Exercise details: Extend the passage on poverty and conflict in Myanmar, picking up right after its last sentence.

Selected extract:
--- START ---
Myanmar is one of the poorest and least developed countries in Asia. In 2019, it ranked 145th out of 189 countries on the United Nations Development Program’s Human Development Index. The 2015 elections marked a historic milestone in the country’s political and economic transition. The democratically elected government took office with a huge popular mandate.
Although some sectors have undertaken important reforms, the level of poverty remains very high: 67% of workers live on $2 a day. Rural areas, remote border regions, mainly populated by ethnic minority groups, as well as territories where migrants and internally displaced populations live are particularly affected by poverty. One of the consequences of conflict and violence in Myanmar, including the Karen conflict, described as the world’s longest-running conflict or the most recent Rohingya crisis, is the displacement of more than 660,000 people within and outside the country.
The army took control of the country on February 1, 2021. FXB remains fully committed to serving the most vulnerable populations.
--- END ---
Material shown:
--- START ---
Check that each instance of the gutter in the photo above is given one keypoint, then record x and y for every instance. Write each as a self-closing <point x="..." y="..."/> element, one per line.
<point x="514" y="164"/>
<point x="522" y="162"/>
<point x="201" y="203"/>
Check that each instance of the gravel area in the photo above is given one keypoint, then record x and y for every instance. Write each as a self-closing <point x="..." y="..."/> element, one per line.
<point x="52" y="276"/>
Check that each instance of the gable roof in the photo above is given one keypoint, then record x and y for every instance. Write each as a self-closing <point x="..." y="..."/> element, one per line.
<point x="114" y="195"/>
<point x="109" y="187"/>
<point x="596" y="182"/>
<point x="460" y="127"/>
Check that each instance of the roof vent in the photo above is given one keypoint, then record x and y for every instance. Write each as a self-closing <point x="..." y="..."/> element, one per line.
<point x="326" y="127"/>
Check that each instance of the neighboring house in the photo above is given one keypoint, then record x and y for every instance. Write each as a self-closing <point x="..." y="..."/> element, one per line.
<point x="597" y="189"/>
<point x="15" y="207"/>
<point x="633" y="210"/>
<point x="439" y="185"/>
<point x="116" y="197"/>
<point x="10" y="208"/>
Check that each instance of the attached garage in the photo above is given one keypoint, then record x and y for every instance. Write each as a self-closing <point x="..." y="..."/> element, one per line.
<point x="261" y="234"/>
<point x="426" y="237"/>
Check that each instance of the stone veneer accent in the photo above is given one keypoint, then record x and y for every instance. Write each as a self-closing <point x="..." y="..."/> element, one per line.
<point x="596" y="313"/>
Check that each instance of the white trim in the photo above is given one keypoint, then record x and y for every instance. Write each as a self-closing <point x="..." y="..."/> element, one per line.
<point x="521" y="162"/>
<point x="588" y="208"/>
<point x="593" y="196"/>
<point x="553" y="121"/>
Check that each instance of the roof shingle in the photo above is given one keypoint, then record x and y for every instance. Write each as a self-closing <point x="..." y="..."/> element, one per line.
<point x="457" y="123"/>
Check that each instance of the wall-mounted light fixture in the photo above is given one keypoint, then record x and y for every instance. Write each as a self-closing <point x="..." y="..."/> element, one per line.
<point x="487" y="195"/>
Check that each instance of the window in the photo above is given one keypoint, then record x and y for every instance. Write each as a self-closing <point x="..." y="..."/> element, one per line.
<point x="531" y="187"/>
--- END ---
Expected output:
FXB in action
FXB began operations in Myanmar in 1992 to provide economic and social reintegration to 95 Burmese girls rescued from forced prostitution during a police raid in Thailand initiated by FXB founder Albina du Boisrouvray and the Thai government.
FXB then created a program in Myanmar to offer them an alternative to prostitution and allow for individualized reintegration, according to each girl’s aspirations and abilities. Many of them were involved in trafficking from a young age and had very little education. They, therefore, undertook basic vocational and management training and received a small amount in the form of seed capital to start an economic activity. As the program grew rapidly, FXB created its own vocational training center to extend its intervention to young people in extremely precarious situations and people infected with HIV/AIDS.
Since then, FXB has been developing complementary programs that promote respect for basic human rights and social justice in several states of Myanmar.